> **YOUR OBJECTIVE**
Render all of the data below as a numbered list, skipping blank lines and leaving out the pictures.

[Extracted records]

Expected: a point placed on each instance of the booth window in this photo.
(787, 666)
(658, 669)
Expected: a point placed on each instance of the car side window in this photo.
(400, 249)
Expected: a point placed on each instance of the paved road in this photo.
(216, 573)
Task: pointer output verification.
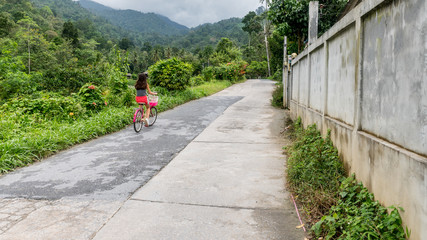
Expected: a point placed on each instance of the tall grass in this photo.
(27, 138)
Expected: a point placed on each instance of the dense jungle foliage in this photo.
(67, 76)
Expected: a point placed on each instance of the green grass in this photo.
(338, 206)
(28, 138)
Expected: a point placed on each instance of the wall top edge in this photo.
(350, 18)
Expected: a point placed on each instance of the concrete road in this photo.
(224, 178)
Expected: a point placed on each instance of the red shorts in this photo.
(142, 99)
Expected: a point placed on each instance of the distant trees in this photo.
(70, 32)
(291, 17)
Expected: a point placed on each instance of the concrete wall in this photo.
(366, 80)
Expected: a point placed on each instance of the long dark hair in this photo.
(142, 81)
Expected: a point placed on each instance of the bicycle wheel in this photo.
(137, 124)
(153, 116)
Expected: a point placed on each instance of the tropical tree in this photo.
(291, 17)
(266, 34)
(251, 24)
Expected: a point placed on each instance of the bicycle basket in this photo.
(153, 99)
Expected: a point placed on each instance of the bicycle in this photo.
(139, 113)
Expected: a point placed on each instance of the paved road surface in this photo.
(230, 178)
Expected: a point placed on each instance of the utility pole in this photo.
(266, 30)
(29, 51)
(285, 74)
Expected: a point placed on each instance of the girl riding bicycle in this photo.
(141, 87)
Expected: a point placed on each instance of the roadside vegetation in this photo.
(335, 205)
(60, 87)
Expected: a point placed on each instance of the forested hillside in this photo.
(210, 34)
(136, 21)
(64, 74)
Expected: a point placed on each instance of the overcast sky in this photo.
(190, 13)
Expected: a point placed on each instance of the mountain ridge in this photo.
(135, 20)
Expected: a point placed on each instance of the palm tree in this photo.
(266, 33)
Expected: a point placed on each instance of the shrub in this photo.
(342, 207)
(195, 81)
(49, 106)
(277, 100)
(233, 71)
(171, 74)
(358, 216)
(277, 76)
(91, 97)
(208, 74)
(314, 170)
(257, 69)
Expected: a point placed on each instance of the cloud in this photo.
(190, 13)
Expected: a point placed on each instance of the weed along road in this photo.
(209, 169)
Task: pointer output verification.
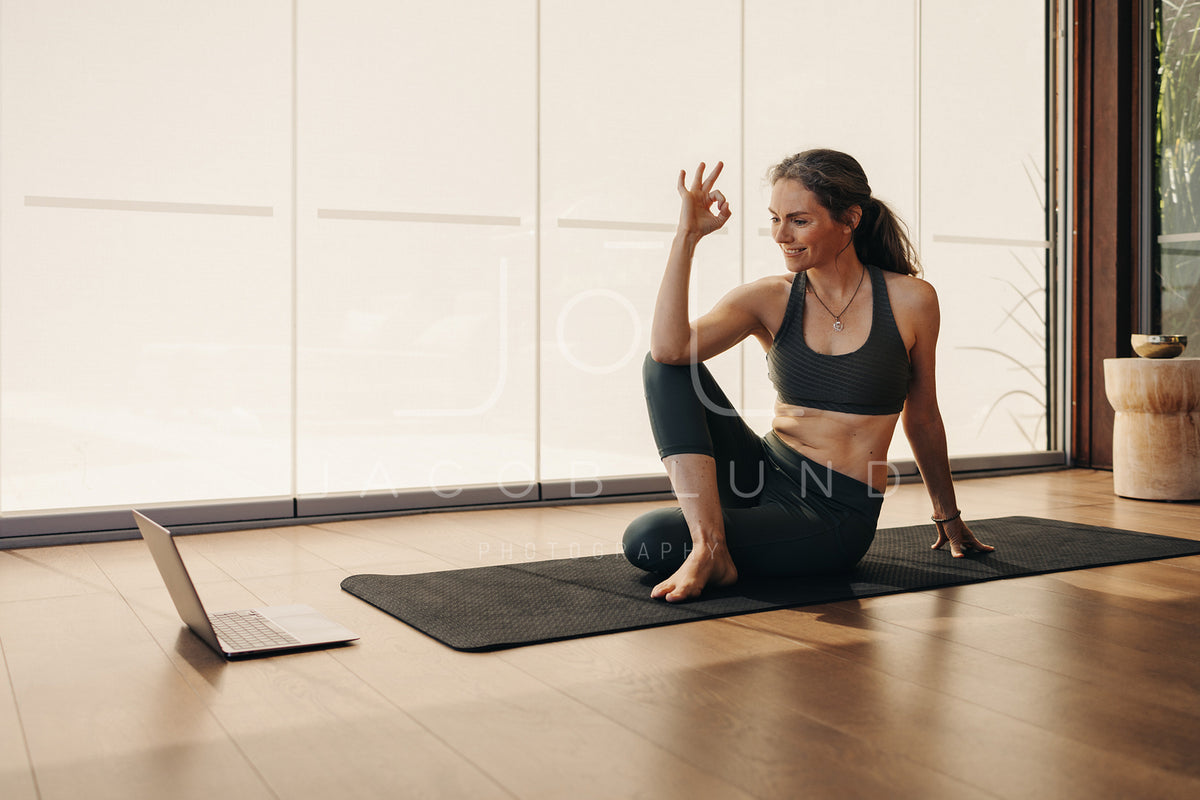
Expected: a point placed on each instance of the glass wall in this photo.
(406, 253)
(1176, 275)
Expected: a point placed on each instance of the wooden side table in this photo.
(1156, 434)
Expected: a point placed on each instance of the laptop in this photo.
(238, 633)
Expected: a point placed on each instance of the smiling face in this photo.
(803, 228)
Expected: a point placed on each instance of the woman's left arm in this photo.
(923, 421)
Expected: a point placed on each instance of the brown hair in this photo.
(839, 182)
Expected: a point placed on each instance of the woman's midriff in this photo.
(852, 444)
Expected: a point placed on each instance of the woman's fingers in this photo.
(711, 181)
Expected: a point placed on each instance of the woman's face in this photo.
(803, 228)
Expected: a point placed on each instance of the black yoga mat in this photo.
(528, 602)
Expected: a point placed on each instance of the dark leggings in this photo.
(785, 515)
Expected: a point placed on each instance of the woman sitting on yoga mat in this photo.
(850, 335)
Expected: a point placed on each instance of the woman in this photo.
(850, 334)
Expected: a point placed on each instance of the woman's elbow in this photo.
(670, 356)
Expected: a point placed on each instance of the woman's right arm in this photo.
(675, 338)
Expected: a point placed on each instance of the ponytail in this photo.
(882, 239)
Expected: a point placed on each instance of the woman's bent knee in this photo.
(658, 541)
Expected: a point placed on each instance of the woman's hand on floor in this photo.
(960, 539)
(706, 565)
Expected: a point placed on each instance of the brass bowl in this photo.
(1158, 346)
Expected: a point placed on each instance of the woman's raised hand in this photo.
(697, 216)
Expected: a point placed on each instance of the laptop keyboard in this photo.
(249, 630)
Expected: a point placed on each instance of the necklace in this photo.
(837, 318)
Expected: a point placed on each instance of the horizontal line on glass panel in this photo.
(618, 224)
(417, 216)
(1170, 239)
(985, 240)
(157, 206)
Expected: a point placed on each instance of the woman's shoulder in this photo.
(765, 289)
(910, 292)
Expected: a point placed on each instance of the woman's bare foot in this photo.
(706, 565)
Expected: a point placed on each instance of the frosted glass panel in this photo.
(623, 109)
(144, 253)
(417, 185)
(984, 217)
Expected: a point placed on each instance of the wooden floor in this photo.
(1073, 685)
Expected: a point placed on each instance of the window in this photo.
(402, 254)
(1175, 292)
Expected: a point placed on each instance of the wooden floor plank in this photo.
(1073, 684)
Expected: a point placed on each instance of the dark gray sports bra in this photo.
(873, 379)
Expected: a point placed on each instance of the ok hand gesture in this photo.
(696, 215)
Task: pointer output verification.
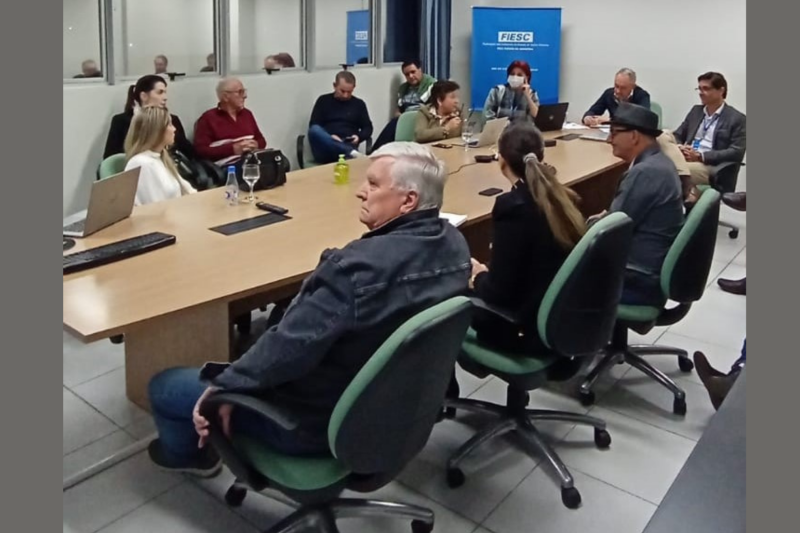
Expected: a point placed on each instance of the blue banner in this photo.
(501, 35)
(358, 23)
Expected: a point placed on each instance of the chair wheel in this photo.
(455, 478)
(418, 526)
(586, 398)
(602, 438)
(679, 406)
(235, 496)
(571, 497)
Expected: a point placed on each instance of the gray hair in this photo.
(416, 169)
(223, 85)
(627, 72)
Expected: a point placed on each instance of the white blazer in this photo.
(156, 182)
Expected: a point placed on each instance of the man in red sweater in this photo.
(229, 129)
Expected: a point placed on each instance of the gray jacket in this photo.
(650, 194)
(730, 134)
(355, 298)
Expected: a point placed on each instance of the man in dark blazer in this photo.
(624, 90)
(714, 134)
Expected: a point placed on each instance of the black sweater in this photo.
(120, 124)
(342, 117)
(525, 259)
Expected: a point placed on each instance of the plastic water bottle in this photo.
(341, 172)
(232, 187)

> **TASK ANSWER**
1. Expected: a point placed on each instance of the booth window in this photo.
2. (787, 666)
3. (658, 669)
4. Expected: a point placed on each instance of the car side window in this photo.
5. (400, 249)
6. Expected: a point placed on each instance of the paved road in this photo.
7. (216, 573)
8. Task: pointer output verification.
9. Expected: a point placed on each instance of the tall grass in this photo.
10. (27, 138)
11. Expected: a point placed on each instance of the dense jungle foliage in this photo.
12. (67, 76)
13. Expected: a point placed on each instance of the green grass in this photo.
14. (338, 206)
15. (28, 138)
16. Expected: a point placed on each instance of the wall top edge in this photo.
17. (350, 18)
18. Expected: a point placed on each instance of the concrete road in this photo.
19. (224, 178)
20. Expected: a point placed on each instance of the red shorts in this photo.
21. (142, 99)
22. Expected: a point placed on each instance of the distant trees in this photo.
23. (70, 32)
24. (291, 17)
25. Expected: a point placed on each instance of the concrete wall in this photo.
26. (366, 80)
27. Expected: a point placed on each instance of the long dark hair in this photo.
28. (142, 81)
29. Expected: a point placed on each instance of the bicycle wheel in this photo.
30. (137, 124)
31. (153, 116)
32. Expected: a point placed on each instance of the tropical tree in this photo.
33. (291, 17)
34. (266, 34)
35. (251, 24)
36. Expected: a point placed on each instance of the bicycle basket in this photo.
37. (153, 99)
38. Expected: a point placed on each instance of the bicycle in this photo.
39. (139, 113)
40. Expected: a point placed on each instance of the paved road surface in this photo.
41. (230, 178)
42. Expected: a point placed on each instance of the utility pole in this photo.
43. (266, 30)
44. (29, 51)
45. (285, 74)
46. Expected: a point placed on each instance of the girl riding bicycle in this photo.
47. (141, 87)
48. Expected: a point placed on each instance of the roadside vegetation in this photo.
49. (335, 205)
50. (60, 87)
51. Expected: a point placed on each instance of the forested hillside in this photo.
52. (210, 34)
53. (136, 21)
54. (64, 74)
55. Expected: a point placed on each instance of the overcast sky in this photo.
56. (190, 13)
57. Expected: a point placed on each instance of the mountain ridge in this photo.
58. (135, 20)
59. Expected: a point placed on each instance of the palm tree in this photo.
60. (266, 33)
61. Expected: a point placed on each instance of the shrub in this photo.
62. (342, 207)
63. (195, 81)
64. (49, 106)
65. (277, 100)
66. (233, 71)
67. (171, 74)
68. (358, 216)
69. (277, 76)
70. (91, 97)
71. (208, 74)
72. (314, 170)
73. (257, 69)
74. Expected: a point placed on each instance of the cloud in this photo.
75. (190, 13)
76. Expected: a point placed on each instance of the weed along road in this photo.
77. (209, 169)
78. Task: pointer output verification.
79. Expected: a point placed on each instance of the glass wall in this photo.
80. (406, 253)
81. (1176, 275)
82. Expected: a point placed on each instance of the wooden side table in this photo.
83. (1156, 434)
84. Expected: a point placed on each instance of the laptop in this photo.
85. (238, 633)
86. Expected: a point placed on each instance of the smiling face in this photo.
87. (803, 228)
88. Expected: a point placed on each instance of the woman's left arm in this photo.
89. (923, 421)
90. Expected: a point placed on each instance of the brown hair in this photo.
91. (839, 182)
92. Expected: a point placed on each instance of the woman's midriff in this photo.
93. (852, 444)
94. Expected: a point placed on each instance of the woman's fingers in this photo.
95. (711, 181)
96. Expected: a point placed on each instance of the woman's face in this photo.
97. (803, 228)
98. Expected: a point placed on each instance of the black yoga mat in this photo.
99. (528, 602)
100. Expected: a point placed on each instance of the dark leggings in this photo.
101. (785, 515)
102. Expected: a point placed on each instance of the woman sitting on yoga mat in this photo.
103. (850, 335)
104. Expected: a point placed on each instance of the woman in this photo.
105. (850, 334)
106. Expected: a point placed on each instance of the woman's elbow in this photo.
107. (670, 356)
108. Expected: a point placed on each instance of the woman's right arm in this photo.
109. (675, 338)
110. Expected: a point placed on each instance of the ponytail in this photo.
111. (882, 239)
112. Expected: a point placed on each instance of the woman's bent knee in this photo.
113. (658, 541)
114. Expected: a point placed on each instance of the woman's hand on floor in this photo.
115. (960, 539)
116. (706, 565)
117. Expected: a point placed on each instance of the brass bowl in this photo.
118. (1158, 346)
119. Expected: a point placed on each instance of the woman's raised hand in this photo.
120. (697, 216)
121. Expected: a point placed on each instance of the laptop keyboard in this photo.
122. (249, 630)
123. Expected: a point placed on each instance of the necklace in this photo.
124. (837, 318)
125. Expected: a point placed on each instance of the horizontal line on glass panel in this photo.
126. (618, 224)
127. (417, 216)
128. (1170, 239)
129. (985, 240)
130. (157, 206)
131. Expected: a point placed on each instance of the woman's shoulder in this photo.
132. (765, 289)
133. (910, 292)
134. Expected: a point placed on each instance of the woman's bare foot in this photo.
135. (706, 565)
136. Expected: a point placed on each instance of the frosted glass panel in this photo.
137. (623, 109)
138. (144, 253)
139. (417, 185)
140. (984, 217)
141. Expected: a point placed on each instance of the wooden floor in this photo.
142. (1073, 685)
143. Expected: a point placed on each instance of the window in this photo.
144. (402, 254)
145. (1175, 292)
146. Expected: a point placed on each instance of the wooden floor plank in this photo.
147. (1073, 684)
148. Expected: a point placed on each instance of the dark gray sports bra in this photo.
149. (873, 379)
150. Expected: a point placed on each instance of the ok hand gesture in this photo.
151. (696, 215)
152. Task: pointer output verification.
153. Expected: a point placed on each instance of the blue banner in this photo.
154. (501, 35)
155. (358, 23)
156. Expected: a point placed on each instance of the chair wheel in this photo.
157. (455, 478)
158. (418, 526)
159. (586, 398)
160. (602, 438)
161. (679, 406)
162. (235, 496)
163. (571, 497)
164. Expected: a point placed on each instance of the gray hair in this photo.
165. (416, 169)
166. (223, 85)
167. (627, 72)
168. Expected: a point placed on each instance of the white blazer in this photo.
169. (156, 182)
170. Expected: a point placed on each instance of the man in red sweater in this photo.
171. (229, 129)
172. Expected: a point placed on each instance of the gray jacket in this photo.
173. (650, 194)
174. (730, 134)
175. (355, 298)
176. Expected: a point placed on each instance of the man in dark blazer in this photo.
177. (624, 90)
178. (714, 134)
179. Expected: a point placed on each instance of the black sweater in this photo.
180. (120, 124)
181. (342, 117)
182. (525, 259)
183. Expected: a point placed on each instance of the plastic water bottle in this photo.
184. (341, 172)
185. (232, 187)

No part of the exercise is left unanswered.